## [SELECTED PASSAGE]
# Travel Anywhere Setup



## Pacific Northwest Doug (May 22, 2016)

We just purchased a feldgrind travel grinder to enhance our coffee making while traveling. We use an MSR Mugmate inserted directly into a coffee cup to reduce the amount of equipment we need. We have a small and very portable Bodum electric teakettle for boiling water where there is household current, and an MSR Reactor backpacking stove where there isn't. We are using Kleen Kanteen insulated cups with lids. They work great for ice water when we have ice, coffee anywhere, and our 151 proof rum with sorrel tea, lime and raw sugar in camp at night up in the mountains. Our feldgrind will always travel with us also except for while backpacking. When backpacking we pre-grind our coffee and use a Food Saver to vacuum seal the grounds. Our equipment, other than the Food Saver and MSR Reactor stove, fits in our carry-on luggage.


----------



## Grahamg (Oct 24, 2013)

Nice, I'm a simple aeropress for camping, have given up on grinding fresh since running around after a 1 year old started. We're normally cycle touring so more space for stuff and weight carrying ability over backpacking. We can live without great coffee for a couple of weeks whilst on holiday, only need to best your average French café, which really isn't hard!


----------

## [EXERCISE TASK A]
Reproduce the part of the coffee thread that opens with the words "We just purchased" and closes with "(Oct 24, 2013)", switching "feldgrind" to "hand grinder" wherever it occurs.

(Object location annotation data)
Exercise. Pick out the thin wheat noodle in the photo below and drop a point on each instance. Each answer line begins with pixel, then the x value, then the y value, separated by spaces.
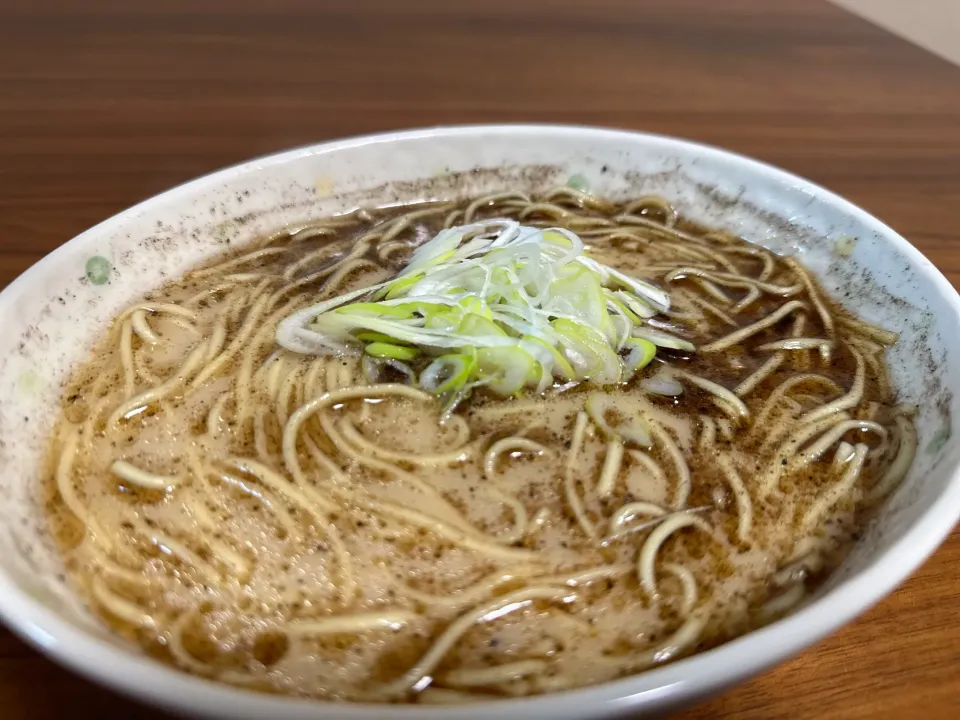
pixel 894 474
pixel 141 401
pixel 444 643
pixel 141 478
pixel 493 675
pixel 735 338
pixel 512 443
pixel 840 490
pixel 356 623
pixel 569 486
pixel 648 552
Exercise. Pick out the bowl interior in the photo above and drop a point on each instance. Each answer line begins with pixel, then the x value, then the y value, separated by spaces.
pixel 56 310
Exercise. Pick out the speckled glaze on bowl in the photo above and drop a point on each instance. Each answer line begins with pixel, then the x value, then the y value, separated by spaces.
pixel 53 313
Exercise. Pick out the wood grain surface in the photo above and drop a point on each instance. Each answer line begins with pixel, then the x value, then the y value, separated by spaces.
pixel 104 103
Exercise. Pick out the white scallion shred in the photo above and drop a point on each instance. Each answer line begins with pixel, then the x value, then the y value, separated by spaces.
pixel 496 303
...
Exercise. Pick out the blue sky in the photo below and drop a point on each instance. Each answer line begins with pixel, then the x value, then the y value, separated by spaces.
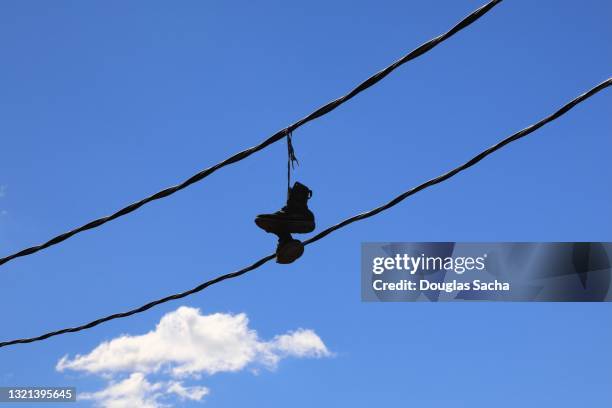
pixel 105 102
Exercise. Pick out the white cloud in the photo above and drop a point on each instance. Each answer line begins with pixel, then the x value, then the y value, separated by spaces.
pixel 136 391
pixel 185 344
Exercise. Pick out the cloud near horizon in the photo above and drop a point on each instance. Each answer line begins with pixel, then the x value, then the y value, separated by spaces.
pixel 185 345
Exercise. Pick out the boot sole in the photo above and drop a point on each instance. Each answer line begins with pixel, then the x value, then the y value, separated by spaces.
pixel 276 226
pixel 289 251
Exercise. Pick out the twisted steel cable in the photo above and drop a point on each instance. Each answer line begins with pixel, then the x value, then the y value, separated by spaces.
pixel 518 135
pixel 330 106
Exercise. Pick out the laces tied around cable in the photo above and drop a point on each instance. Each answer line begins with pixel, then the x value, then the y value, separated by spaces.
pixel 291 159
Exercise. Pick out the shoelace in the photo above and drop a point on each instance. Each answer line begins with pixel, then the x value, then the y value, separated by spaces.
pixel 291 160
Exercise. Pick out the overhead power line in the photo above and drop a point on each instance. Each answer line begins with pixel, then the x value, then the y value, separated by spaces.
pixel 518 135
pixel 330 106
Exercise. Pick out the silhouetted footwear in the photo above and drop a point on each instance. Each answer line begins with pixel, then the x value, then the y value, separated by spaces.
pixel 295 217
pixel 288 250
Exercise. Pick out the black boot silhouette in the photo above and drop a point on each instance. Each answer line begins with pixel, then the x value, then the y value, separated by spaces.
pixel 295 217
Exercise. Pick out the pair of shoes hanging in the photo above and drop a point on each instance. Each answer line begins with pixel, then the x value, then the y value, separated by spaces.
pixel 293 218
==
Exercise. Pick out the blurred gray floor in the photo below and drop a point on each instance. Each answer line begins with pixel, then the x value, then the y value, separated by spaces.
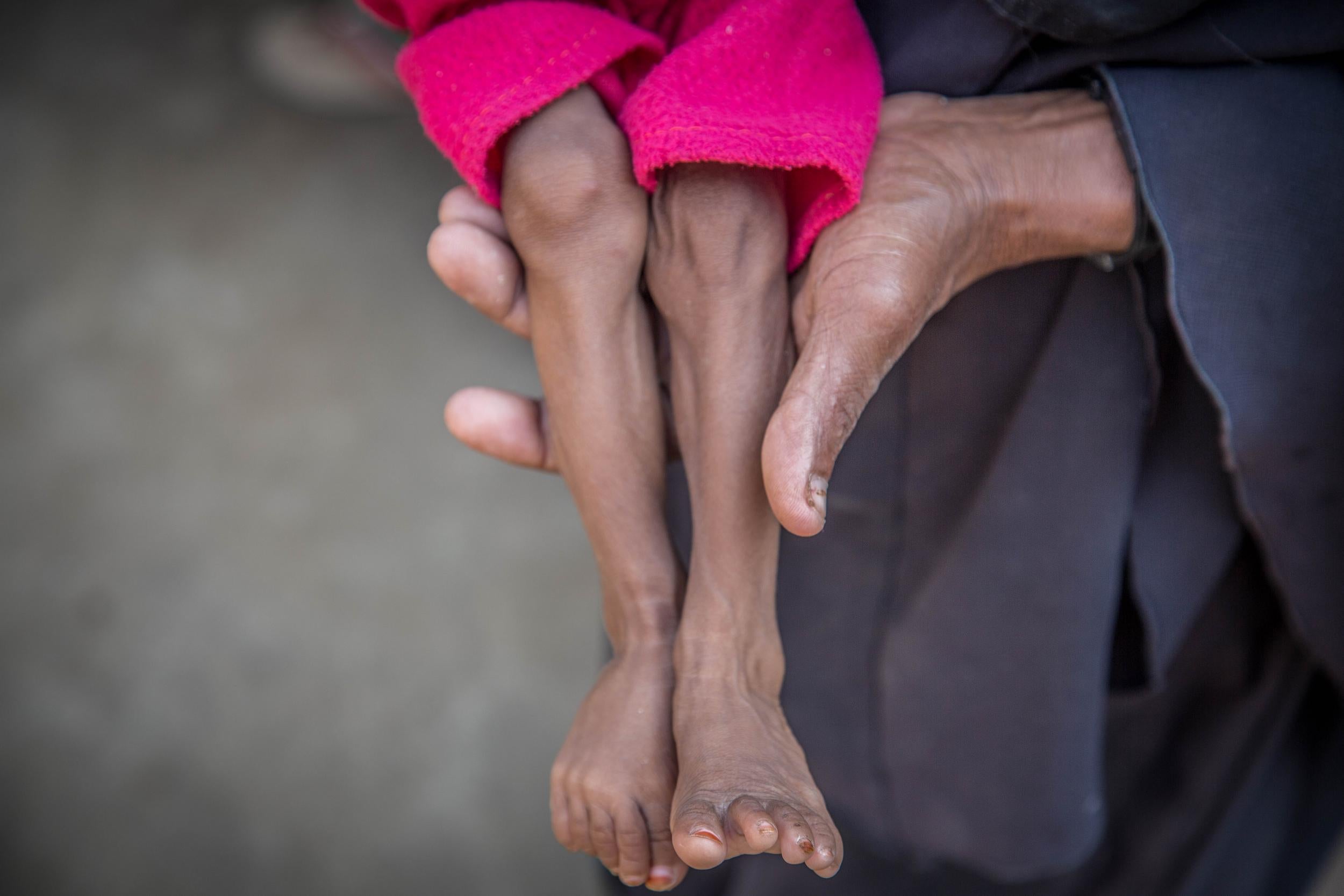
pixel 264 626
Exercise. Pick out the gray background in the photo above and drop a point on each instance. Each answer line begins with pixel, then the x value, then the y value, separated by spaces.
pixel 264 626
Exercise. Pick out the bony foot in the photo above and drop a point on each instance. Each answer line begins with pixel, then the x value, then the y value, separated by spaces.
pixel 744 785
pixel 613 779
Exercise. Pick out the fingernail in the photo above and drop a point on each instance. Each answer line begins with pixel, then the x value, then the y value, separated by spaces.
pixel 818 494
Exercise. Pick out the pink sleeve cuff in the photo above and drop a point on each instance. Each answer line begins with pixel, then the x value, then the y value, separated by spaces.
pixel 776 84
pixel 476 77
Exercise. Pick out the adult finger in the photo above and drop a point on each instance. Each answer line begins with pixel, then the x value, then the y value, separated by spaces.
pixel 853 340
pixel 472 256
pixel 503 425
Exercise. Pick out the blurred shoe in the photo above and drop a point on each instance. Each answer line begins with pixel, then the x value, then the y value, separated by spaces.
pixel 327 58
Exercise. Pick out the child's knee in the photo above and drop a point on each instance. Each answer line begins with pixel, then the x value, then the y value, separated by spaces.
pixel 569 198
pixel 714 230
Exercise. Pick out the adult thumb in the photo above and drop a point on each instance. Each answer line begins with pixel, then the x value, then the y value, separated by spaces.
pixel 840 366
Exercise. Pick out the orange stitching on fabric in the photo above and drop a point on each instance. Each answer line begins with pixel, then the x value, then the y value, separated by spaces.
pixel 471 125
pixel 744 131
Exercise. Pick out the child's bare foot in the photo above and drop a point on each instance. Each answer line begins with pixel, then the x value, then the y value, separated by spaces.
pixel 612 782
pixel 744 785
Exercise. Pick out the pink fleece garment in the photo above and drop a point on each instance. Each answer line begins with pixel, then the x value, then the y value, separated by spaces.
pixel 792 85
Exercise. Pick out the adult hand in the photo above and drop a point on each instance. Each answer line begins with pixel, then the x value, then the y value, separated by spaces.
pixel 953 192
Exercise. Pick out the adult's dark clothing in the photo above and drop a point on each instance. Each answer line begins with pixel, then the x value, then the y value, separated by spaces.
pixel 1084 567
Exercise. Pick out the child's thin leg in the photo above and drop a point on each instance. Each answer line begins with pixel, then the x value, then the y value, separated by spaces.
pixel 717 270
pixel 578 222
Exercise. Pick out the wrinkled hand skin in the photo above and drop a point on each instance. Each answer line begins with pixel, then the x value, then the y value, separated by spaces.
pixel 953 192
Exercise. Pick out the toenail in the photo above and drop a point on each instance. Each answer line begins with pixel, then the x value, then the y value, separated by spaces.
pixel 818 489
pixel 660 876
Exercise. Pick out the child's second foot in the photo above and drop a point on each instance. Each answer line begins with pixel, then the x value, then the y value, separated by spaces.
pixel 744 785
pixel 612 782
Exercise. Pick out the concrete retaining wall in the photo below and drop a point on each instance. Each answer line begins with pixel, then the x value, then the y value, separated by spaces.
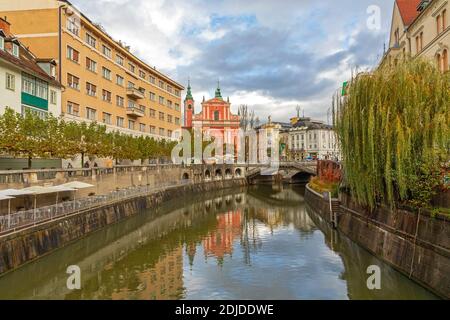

## [EXERCISE TASK B]
Convert the part of the listing that opens with the line containing "Exercise. Pick out the adult's" and closes with the line containing "pixel 578 222" into a Markdown table with the columns Row and Line, giving each line a row number and omitting blank lines.

## [CORRECT RESPONSE A]
We just purchased a hand grinder travel grinder to enhance our coffee making while traveling. We use an MSR Mugmate inserted directly into a coffee cup to reduce the amount of equipment we need. We have a small and very portable Bodum electric teakettle for boiling water where there is household current, and an MSR Reactor backpacking stove where there isn't. We are using Kleen Kanteen insulated cups with lids. They work great for ice water when we have ice, coffee anywhere, and our 151 proof rum with sorrel tea, lime and raw sugar in camp at night up in the mountains. Our hand grinder will always travel with us also except for while backpacking. When backpacking we pre-grind our coffee and use a Food Saver to vacuum seal the grounds. Our equipment, other than the Food Saver and MSR Reactor stove, fits in our carry-on luggage.


----------



## Grahamg (Oct 24, 2013)

## [CORRECT RESPONSE B]
| Row | Line |
|---|---|
| 1 | Exercise. Pick out the adult's dark clothing in the photo above and drop a point on each instance. Each answer line begins with pixel, then the x value, then the y value, separated by spaces. |
| 2 | pixel 1084 567 |
| 3 | Exercise. Pick out the child's thin leg in the photo above and drop a point on each instance. Each answer line begins with pixel, then the x value, then the y value, separated by spaces. |
| 4 | pixel 717 270 |
| 5 | pixel 578 222 |